Segment Start: Working data

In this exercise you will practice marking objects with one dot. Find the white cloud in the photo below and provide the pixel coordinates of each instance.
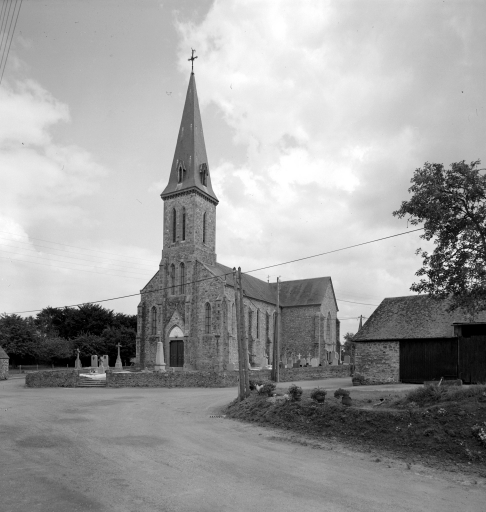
(337, 104)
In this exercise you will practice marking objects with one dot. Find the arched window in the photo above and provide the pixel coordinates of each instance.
(204, 227)
(154, 321)
(182, 278)
(172, 279)
(207, 319)
(174, 225)
(183, 223)
(328, 329)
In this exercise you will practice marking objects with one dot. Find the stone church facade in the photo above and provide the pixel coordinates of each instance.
(189, 304)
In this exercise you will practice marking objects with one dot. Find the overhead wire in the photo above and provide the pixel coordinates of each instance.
(227, 273)
(72, 256)
(69, 263)
(75, 247)
(11, 37)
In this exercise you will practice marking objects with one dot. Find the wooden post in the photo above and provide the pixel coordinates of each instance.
(142, 338)
(241, 374)
(243, 337)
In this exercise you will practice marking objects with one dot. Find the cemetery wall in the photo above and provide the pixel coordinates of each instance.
(378, 362)
(3, 369)
(52, 379)
(218, 379)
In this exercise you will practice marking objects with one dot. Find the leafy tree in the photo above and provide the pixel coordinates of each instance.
(18, 338)
(451, 203)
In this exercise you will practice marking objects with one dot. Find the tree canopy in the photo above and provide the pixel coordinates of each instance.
(451, 204)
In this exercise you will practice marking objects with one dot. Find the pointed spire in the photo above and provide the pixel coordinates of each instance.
(190, 167)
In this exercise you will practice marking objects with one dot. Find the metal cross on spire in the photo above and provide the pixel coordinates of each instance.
(192, 59)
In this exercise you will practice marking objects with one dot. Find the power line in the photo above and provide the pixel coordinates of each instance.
(65, 268)
(227, 273)
(11, 37)
(75, 247)
(352, 302)
(70, 263)
(72, 255)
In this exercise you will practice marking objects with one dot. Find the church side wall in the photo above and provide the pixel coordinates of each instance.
(299, 331)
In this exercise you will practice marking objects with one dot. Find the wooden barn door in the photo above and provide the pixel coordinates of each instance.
(472, 359)
(177, 353)
(422, 360)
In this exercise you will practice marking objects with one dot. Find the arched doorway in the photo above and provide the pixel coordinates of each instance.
(176, 343)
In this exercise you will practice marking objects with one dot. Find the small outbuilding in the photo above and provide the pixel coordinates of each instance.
(4, 360)
(415, 339)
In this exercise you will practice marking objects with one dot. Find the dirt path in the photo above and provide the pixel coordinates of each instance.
(157, 449)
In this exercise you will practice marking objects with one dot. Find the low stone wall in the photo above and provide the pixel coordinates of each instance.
(3, 369)
(378, 361)
(52, 379)
(202, 379)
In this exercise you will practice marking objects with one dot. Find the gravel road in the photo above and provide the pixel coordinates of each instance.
(159, 450)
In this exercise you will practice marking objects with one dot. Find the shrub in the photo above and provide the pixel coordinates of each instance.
(267, 389)
(295, 392)
(318, 394)
(358, 380)
(341, 392)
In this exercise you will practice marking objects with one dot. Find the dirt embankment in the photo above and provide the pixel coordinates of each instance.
(446, 426)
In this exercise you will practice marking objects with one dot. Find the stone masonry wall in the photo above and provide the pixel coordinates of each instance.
(378, 362)
(218, 379)
(52, 379)
(3, 369)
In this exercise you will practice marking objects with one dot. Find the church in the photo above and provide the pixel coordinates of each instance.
(189, 304)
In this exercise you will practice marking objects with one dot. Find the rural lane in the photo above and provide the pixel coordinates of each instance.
(158, 450)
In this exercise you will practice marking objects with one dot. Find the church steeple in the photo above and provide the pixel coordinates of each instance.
(190, 169)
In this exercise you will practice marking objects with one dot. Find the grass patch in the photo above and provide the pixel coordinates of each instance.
(429, 423)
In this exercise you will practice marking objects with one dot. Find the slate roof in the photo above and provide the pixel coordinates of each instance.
(412, 317)
(300, 292)
(190, 150)
(303, 292)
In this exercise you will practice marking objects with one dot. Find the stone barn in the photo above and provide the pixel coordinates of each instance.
(4, 359)
(415, 339)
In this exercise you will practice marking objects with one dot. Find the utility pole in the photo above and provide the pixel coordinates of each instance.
(277, 373)
(276, 339)
(243, 337)
(241, 373)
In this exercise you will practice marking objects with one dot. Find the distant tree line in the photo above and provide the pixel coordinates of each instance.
(53, 336)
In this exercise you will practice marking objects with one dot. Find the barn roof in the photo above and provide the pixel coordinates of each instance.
(412, 317)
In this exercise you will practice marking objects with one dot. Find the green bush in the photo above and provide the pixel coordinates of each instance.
(267, 389)
(341, 392)
(295, 392)
(318, 394)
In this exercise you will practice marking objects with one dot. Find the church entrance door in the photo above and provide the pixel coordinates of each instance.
(177, 353)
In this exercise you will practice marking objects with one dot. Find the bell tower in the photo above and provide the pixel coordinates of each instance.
(189, 200)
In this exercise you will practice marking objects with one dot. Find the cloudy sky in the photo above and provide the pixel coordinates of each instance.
(315, 116)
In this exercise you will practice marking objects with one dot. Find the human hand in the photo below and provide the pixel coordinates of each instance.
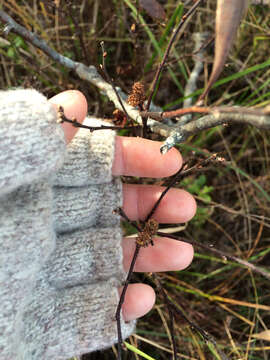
(141, 157)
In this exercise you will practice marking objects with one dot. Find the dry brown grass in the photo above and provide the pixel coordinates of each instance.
(220, 296)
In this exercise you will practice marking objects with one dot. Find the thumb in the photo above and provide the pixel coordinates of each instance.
(75, 106)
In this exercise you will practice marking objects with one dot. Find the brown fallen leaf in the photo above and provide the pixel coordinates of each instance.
(153, 8)
(264, 335)
(229, 14)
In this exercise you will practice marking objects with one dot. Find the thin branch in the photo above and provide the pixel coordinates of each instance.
(167, 52)
(62, 118)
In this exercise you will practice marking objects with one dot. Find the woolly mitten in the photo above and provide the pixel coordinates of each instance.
(61, 256)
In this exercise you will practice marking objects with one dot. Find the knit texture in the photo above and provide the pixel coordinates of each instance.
(61, 255)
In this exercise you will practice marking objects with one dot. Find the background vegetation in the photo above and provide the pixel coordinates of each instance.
(220, 296)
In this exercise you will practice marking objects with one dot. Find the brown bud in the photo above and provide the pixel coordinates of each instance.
(137, 95)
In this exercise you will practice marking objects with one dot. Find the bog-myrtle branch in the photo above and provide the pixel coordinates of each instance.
(176, 133)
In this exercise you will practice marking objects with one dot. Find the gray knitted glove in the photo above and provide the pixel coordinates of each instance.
(61, 256)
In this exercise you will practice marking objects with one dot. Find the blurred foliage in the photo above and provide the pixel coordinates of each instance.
(233, 199)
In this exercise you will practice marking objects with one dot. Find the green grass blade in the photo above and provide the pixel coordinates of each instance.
(139, 352)
(177, 13)
(223, 81)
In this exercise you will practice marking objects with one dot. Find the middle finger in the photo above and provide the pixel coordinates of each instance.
(177, 206)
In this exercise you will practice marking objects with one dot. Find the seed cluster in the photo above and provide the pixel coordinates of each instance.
(137, 95)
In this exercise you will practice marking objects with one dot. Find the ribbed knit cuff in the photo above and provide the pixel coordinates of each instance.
(89, 157)
(71, 322)
(32, 144)
(85, 257)
(82, 207)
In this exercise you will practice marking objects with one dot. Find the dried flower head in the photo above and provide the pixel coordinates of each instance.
(137, 95)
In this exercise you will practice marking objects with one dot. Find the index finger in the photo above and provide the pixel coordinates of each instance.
(142, 157)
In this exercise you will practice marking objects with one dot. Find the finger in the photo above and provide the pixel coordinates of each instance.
(177, 205)
(141, 157)
(139, 299)
(165, 255)
(75, 106)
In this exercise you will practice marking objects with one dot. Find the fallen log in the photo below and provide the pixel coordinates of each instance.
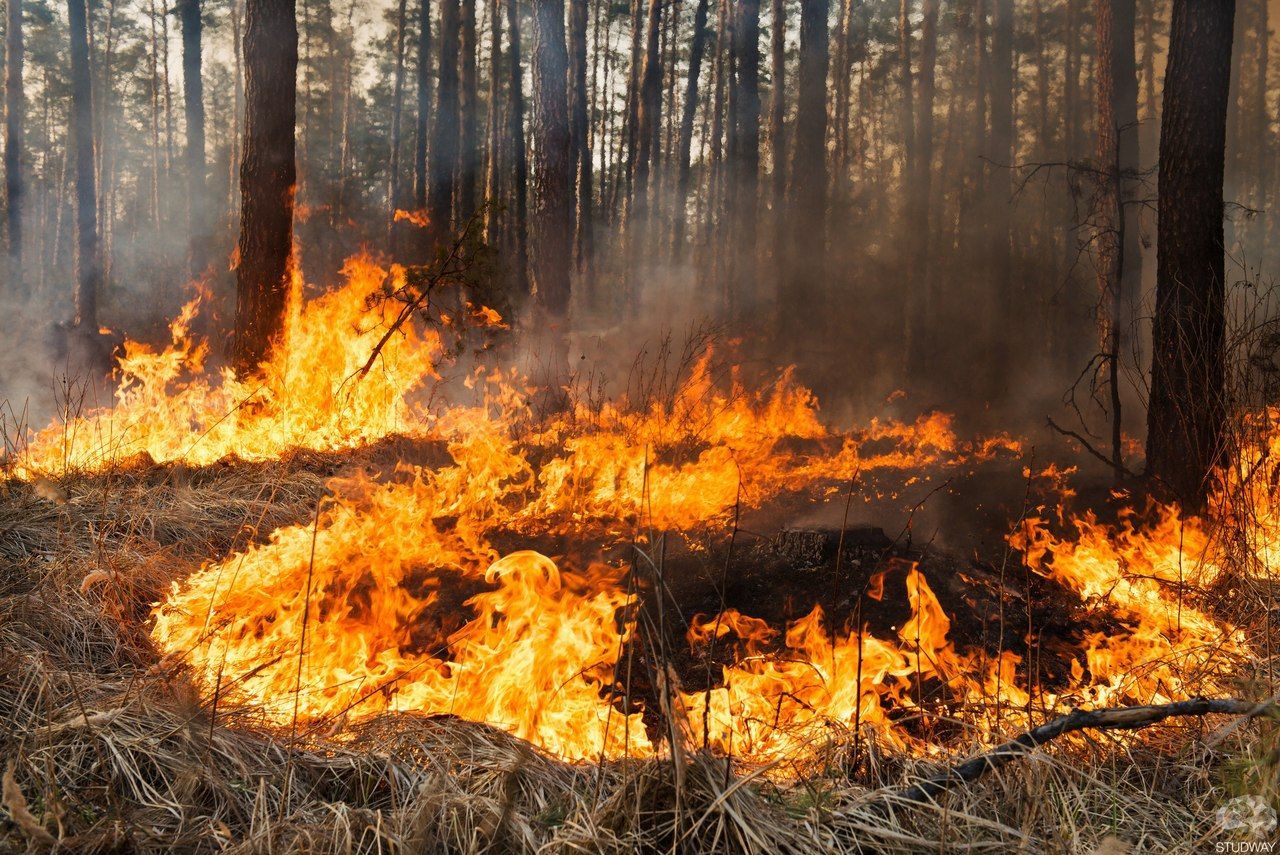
(1125, 718)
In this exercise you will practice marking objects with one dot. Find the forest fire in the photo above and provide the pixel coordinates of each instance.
(396, 597)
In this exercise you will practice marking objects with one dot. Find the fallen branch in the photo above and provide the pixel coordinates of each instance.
(1123, 718)
(1120, 467)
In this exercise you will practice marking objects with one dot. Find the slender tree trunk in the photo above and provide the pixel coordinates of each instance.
(579, 127)
(268, 181)
(777, 117)
(999, 186)
(553, 178)
(16, 115)
(1110, 215)
(920, 312)
(1128, 160)
(238, 120)
(1188, 401)
(519, 152)
(686, 123)
(745, 152)
(493, 165)
(88, 260)
(397, 111)
(469, 136)
(444, 138)
(193, 100)
(808, 209)
(650, 106)
(421, 178)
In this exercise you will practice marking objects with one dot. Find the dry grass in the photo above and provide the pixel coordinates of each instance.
(105, 749)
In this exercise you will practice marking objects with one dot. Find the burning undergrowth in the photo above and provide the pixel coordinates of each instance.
(338, 545)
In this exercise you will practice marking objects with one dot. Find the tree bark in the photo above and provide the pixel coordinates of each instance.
(519, 154)
(1000, 183)
(444, 138)
(16, 115)
(469, 136)
(493, 165)
(397, 111)
(88, 259)
(193, 101)
(553, 178)
(421, 178)
(1188, 402)
(580, 128)
(268, 181)
(1110, 215)
(744, 152)
(808, 209)
(777, 118)
(686, 122)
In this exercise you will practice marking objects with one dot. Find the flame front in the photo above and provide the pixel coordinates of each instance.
(394, 597)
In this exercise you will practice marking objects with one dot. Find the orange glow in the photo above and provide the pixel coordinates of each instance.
(396, 598)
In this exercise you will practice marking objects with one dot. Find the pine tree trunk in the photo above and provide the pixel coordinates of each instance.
(650, 108)
(579, 109)
(1110, 213)
(777, 115)
(1124, 63)
(1000, 178)
(744, 172)
(16, 115)
(553, 179)
(193, 100)
(268, 178)
(444, 138)
(686, 123)
(421, 178)
(808, 210)
(1187, 408)
(519, 154)
(88, 261)
(397, 113)
(469, 135)
(493, 165)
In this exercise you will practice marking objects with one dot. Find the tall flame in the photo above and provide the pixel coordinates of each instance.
(394, 597)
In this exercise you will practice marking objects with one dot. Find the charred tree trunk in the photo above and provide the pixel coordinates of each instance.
(421, 179)
(469, 136)
(650, 108)
(553, 178)
(444, 140)
(16, 113)
(397, 111)
(581, 135)
(1124, 63)
(493, 165)
(88, 261)
(1187, 410)
(808, 209)
(777, 118)
(686, 122)
(1110, 215)
(268, 178)
(1000, 184)
(519, 154)
(744, 152)
(924, 297)
(193, 101)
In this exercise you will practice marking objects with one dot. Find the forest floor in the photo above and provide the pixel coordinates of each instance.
(105, 748)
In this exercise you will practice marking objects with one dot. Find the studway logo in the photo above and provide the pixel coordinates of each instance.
(1247, 817)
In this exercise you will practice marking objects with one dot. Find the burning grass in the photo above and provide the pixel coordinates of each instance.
(108, 749)
(328, 609)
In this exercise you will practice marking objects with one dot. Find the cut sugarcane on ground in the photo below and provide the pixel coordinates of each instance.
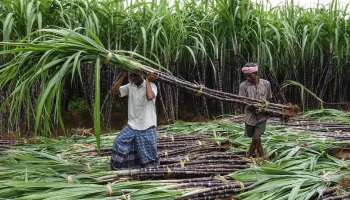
(198, 161)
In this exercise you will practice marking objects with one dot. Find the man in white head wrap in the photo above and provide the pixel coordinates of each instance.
(255, 123)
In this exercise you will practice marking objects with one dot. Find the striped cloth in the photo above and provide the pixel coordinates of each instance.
(134, 148)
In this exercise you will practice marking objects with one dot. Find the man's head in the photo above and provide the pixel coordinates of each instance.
(250, 72)
(136, 78)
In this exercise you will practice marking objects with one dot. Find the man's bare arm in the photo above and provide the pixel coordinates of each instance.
(118, 83)
(149, 92)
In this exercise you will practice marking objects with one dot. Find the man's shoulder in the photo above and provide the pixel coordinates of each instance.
(244, 83)
(265, 82)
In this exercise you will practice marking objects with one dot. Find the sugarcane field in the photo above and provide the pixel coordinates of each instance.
(175, 99)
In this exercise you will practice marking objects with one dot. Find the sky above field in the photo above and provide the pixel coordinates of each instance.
(308, 3)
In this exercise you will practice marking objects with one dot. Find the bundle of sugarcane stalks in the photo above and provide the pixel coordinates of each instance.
(279, 110)
(185, 156)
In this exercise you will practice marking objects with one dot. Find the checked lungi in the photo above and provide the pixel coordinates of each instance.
(134, 148)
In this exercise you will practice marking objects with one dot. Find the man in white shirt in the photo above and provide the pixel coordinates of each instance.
(136, 145)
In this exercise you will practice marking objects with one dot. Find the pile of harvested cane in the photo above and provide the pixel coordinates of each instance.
(190, 161)
(186, 156)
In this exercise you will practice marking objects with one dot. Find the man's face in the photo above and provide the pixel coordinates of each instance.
(252, 77)
(136, 79)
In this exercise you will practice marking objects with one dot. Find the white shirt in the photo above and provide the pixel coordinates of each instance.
(141, 112)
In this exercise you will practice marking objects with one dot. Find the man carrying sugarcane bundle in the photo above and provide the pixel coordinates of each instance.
(136, 145)
(255, 121)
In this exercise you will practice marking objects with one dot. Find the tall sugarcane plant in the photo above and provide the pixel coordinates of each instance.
(48, 62)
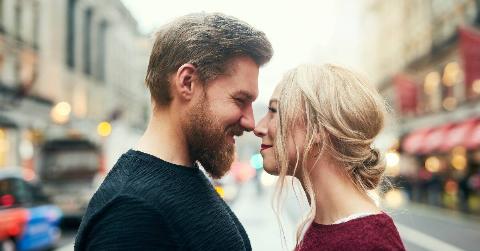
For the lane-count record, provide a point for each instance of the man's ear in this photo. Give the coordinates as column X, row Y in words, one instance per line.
column 184, row 81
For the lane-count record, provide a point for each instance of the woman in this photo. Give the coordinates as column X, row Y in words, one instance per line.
column 321, row 123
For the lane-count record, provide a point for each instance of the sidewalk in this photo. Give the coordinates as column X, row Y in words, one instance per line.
column 256, row 214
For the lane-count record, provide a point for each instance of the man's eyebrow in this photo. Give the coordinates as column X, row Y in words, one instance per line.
column 245, row 95
column 272, row 101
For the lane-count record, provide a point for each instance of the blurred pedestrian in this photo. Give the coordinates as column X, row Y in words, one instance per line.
column 203, row 78
column 321, row 123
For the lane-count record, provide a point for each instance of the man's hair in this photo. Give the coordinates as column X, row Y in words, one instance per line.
column 206, row 40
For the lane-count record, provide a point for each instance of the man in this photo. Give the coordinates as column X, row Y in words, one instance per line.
column 203, row 78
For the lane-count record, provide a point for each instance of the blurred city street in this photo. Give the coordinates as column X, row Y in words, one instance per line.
column 421, row 227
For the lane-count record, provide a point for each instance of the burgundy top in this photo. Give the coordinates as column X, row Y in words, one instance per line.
column 373, row 232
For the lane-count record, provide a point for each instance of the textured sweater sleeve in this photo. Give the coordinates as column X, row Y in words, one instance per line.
column 128, row 223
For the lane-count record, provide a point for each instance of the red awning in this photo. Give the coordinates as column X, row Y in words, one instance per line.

Segment End: Working data

§ Instructions to follow
The line with "the blurred city" through the last line of the data: write these out exactly, and no others.

§ Reply
For the lane-count record, provide a point for each instance of the blurred city street in this photo. Give the coordinates as column X, row Y in words, one instance per line.
column 421, row 227
For the lane-count record, provide a point for each instance of the burgundy top in this photo. Give the coordinates as column X, row Y in words, one instance per line.
column 373, row 232
For the lane-count record, provide a point for each instance of the textured sweater sleeve in this photo. Give the coordinates as column X, row Y in words, one instance per line.
column 128, row 223
For the lane-count record, provide a point for each instance of the red awning in this photo. Give the coordinates as column X, row Y in words, one instance per line.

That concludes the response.